===== Information shown =====

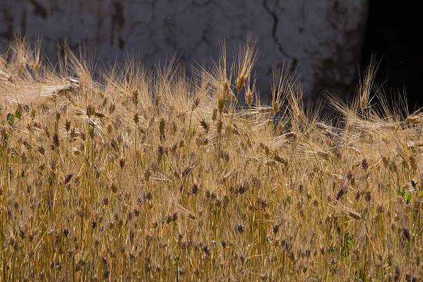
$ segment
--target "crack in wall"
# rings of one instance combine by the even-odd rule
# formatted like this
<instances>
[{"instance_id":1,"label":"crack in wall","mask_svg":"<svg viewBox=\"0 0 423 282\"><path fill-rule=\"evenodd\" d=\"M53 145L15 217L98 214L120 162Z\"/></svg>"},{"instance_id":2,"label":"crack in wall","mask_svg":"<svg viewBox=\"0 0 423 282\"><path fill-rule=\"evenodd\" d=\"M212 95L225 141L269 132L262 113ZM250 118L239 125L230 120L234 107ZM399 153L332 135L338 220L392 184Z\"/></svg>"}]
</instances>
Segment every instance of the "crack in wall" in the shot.
<instances>
[{"instance_id":1,"label":"crack in wall","mask_svg":"<svg viewBox=\"0 0 423 282\"><path fill-rule=\"evenodd\" d=\"M273 38L273 40L275 41L275 43L278 46L278 49L279 50L279 52L283 56L287 57L290 59L290 62L292 60L290 71L291 73L293 73L295 70L295 68L297 68L298 59L296 57L289 55L285 50L285 49L282 46L282 42L276 36L276 28L278 27L278 23L279 21L279 19L278 18L278 15L273 10L272 10L270 7L269 7L269 4L267 3L267 0L263 1L263 6L265 10L270 15L270 17L272 17L272 19L273 19L273 25L272 26L272 37Z\"/></svg>"}]
</instances>

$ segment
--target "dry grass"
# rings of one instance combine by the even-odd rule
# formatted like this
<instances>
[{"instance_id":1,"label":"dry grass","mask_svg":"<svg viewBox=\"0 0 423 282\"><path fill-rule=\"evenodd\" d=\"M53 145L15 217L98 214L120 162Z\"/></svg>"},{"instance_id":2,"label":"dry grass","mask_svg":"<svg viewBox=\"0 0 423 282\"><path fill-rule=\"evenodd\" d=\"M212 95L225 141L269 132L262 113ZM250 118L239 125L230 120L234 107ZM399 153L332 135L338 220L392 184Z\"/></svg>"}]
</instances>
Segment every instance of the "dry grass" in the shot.
<instances>
[{"instance_id":1,"label":"dry grass","mask_svg":"<svg viewBox=\"0 0 423 282\"><path fill-rule=\"evenodd\" d=\"M37 50L0 57L1 281L422 281L422 114L372 73L335 124L283 71L260 104L251 40L194 78Z\"/></svg>"}]
</instances>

=====

What the exercise asks: Return all of the material above word for word, but leave out the picture.

Result of this task:
$ segment
--target "crack in wall"
# rings of one instance combine by the even-odd rule
# formatted like this
<instances>
[{"instance_id":1,"label":"crack in wall","mask_svg":"<svg viewBox=\"0 0 423 282\"><path fill-rule=\"evenodd\" d=\"M53 145L15 217L98 214L120 162Z\"/></svg>"},{"instance_id":2,"label":"crack in wall","mask_svg":"<svg viewBox=\"0 0 423 282\"><path fill-rule=\"evenodd\" d=\"M212 95L225 141L269 132L262 113ZM250 118L239 125L230 120L234 107ZM399 153L332 135L338 220L392 184Z\"/></svg>"}]
</instances>
Segment every instance of the "crack in wall" in the shot.
<instances>
[{"instance_id":1,"label":"crack in wall","mask_svg":"<svg viewBox=\"0 0 423 282\"><path fill-rule=\"evenodd\" d=\"M273 38L273 40L275 41L275 43L278 46L278 49L279 50L279 52L283 56L287 57L290 59L290 62L292 60L290 71L291 73L293 73L295 70L295 68L297 68L298 59L296 57L289 55L285 50L285 49L282 46L282 42L276 36L276 28L278 27L278 23L279 21L279 19L278 18L278 15L273 10L272 10L270 7L269 7L269 4L267 3L267 0L263 1L263 6L265 10L270 15L270 17L272 17L272 19L273 19L273 25L272 26L272 37Z\"/></svg>"}]
</instances>

$ segment
--target "dry grass"
# rings of one instance combine by the even-odd rule
# formatted like this
<instances>
[{"instance_id":1,"label":"dry grass","mask_svg":"<svg viewBox=\"0 0 423 282\"><path fill-rule=\"evenodd\" d=\"M53 145L15 217L98 214L120 162Z\"/></svg>"},{"instance_id":2,"label":"dry grass","mask_svg":"<svg viewBox=\"0 0 423 282\"><path fill-rule=\"evenodd\" d=\"M212 95L225 141L269 132L262 113ZM250 118L239 125L230 120L234 107ZM399 153L332 135L338 220L392 184Z\"/></svg>"}]
</instances>
Segment every instance of the "dry grass" in the shot.
<instances>
[{"instance_id":1,"label":"dry grass","mask_svg":"<svg viewBox=\"0 0 423 282\"><path fill-rule=\"evenodd\" d=\"M37 50L0 57L1 281L422 281L422 114L372 73L335 124L283 71L260 104L251 40L194 78Z\"/></svg>"}]
</instances>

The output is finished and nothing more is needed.